__Zadanie do wykonania__: Proszę wybrać z poniższych rekordów wszystkie wiersze zawierające słowo „cathedral” i przepisać każdy z nich.
>>>>>
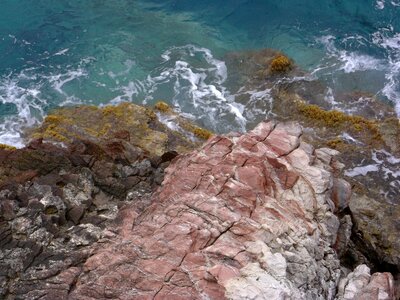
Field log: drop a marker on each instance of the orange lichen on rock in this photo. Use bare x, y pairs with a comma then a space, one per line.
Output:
280, 64
162, 107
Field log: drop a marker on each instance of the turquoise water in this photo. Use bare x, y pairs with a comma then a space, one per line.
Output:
57, 53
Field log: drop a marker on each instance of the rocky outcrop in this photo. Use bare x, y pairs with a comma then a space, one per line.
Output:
56, 200
244, 217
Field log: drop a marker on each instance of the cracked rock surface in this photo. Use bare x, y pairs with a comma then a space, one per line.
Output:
244, 217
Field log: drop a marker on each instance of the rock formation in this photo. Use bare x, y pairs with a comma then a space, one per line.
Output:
261, 215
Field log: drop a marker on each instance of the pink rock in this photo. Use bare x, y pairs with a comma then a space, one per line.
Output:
230, 220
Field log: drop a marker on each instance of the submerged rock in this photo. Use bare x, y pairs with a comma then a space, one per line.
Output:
244, 217
60, 193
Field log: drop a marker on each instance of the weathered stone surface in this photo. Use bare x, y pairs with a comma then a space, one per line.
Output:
360, 285
55, 202
238, 219
379, 225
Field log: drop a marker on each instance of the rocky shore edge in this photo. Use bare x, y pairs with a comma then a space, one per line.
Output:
132, 202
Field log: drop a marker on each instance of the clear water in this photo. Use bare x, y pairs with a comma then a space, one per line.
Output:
56, 53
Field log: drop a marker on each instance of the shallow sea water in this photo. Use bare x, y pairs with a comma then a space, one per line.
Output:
67, 52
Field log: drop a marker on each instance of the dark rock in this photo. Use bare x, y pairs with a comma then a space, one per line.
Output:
76, 213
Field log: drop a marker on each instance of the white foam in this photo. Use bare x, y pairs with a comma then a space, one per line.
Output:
380, 4
353, 62
362, 170
61, 52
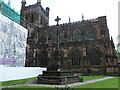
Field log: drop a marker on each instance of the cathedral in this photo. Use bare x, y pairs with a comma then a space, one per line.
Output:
84, 46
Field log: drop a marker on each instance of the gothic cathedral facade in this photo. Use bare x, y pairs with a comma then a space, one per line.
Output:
84, 46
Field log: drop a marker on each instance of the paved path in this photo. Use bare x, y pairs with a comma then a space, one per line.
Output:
69, 85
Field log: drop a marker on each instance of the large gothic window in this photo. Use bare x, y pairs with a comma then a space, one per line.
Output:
63, 36
77, 36
75, 57
91, 35
42, 39
94, 57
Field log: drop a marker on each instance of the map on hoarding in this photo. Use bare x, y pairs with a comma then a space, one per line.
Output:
12, 43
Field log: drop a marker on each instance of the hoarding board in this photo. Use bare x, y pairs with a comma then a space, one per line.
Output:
12, 43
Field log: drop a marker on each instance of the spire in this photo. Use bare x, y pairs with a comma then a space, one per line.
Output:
38, 1
111, 39
82, 16
9, 2
23, 3
69, 19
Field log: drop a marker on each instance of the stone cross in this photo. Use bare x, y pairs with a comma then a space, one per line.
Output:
57, 20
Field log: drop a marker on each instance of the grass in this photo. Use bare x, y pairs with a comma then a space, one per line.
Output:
110, 83
17, 82
86, 78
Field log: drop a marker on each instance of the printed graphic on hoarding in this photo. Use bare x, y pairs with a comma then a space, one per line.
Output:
12, 43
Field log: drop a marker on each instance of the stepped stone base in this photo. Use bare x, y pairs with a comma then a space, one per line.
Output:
57, 77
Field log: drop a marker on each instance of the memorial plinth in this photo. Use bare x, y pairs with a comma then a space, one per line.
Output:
56, 73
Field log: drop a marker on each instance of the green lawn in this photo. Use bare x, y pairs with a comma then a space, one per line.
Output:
23, 81
110, 83
17, 82
86, 78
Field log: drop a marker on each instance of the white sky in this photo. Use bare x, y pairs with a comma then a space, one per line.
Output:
74, 8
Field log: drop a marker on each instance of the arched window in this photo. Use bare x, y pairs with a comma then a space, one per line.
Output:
94, 57
63, 36
58, 56
77, 36
42, 39
75, 57
91, 35
42, 59
32, 18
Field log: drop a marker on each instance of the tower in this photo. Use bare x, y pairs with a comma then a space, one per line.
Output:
35, 14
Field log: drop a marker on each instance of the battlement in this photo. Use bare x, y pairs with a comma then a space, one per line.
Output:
99, 19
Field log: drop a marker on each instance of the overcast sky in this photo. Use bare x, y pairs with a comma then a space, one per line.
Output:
74, 8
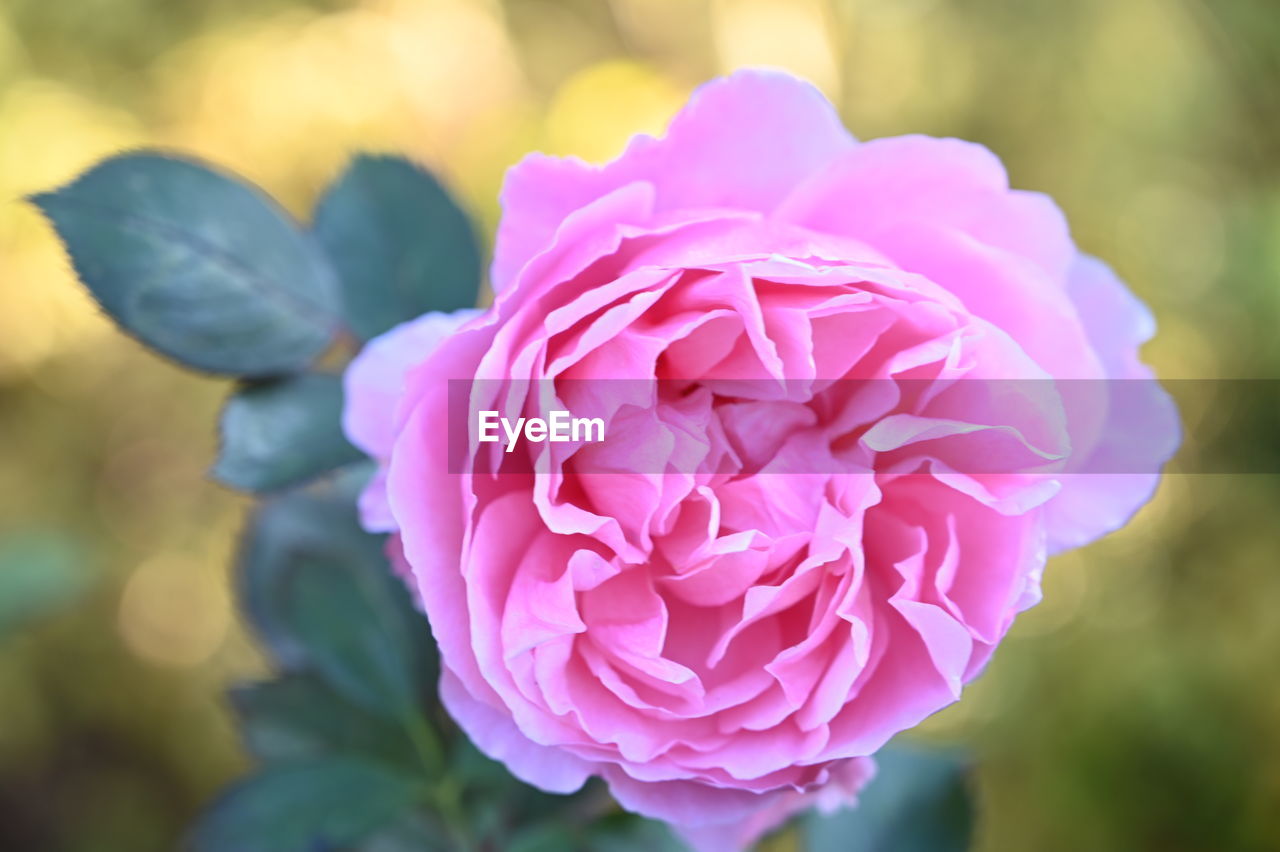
<<<<<
__Rozwiązanie zadania__:
Field log: drop a marker on each instance of the cathedral in this photo. Use bare x, y pairs with a comma then a space, one per line.
Field log: drop a marker on each instance of the gothic cathedral facade in this photo. Use bare x, y pairs with a comma then a space, one per line.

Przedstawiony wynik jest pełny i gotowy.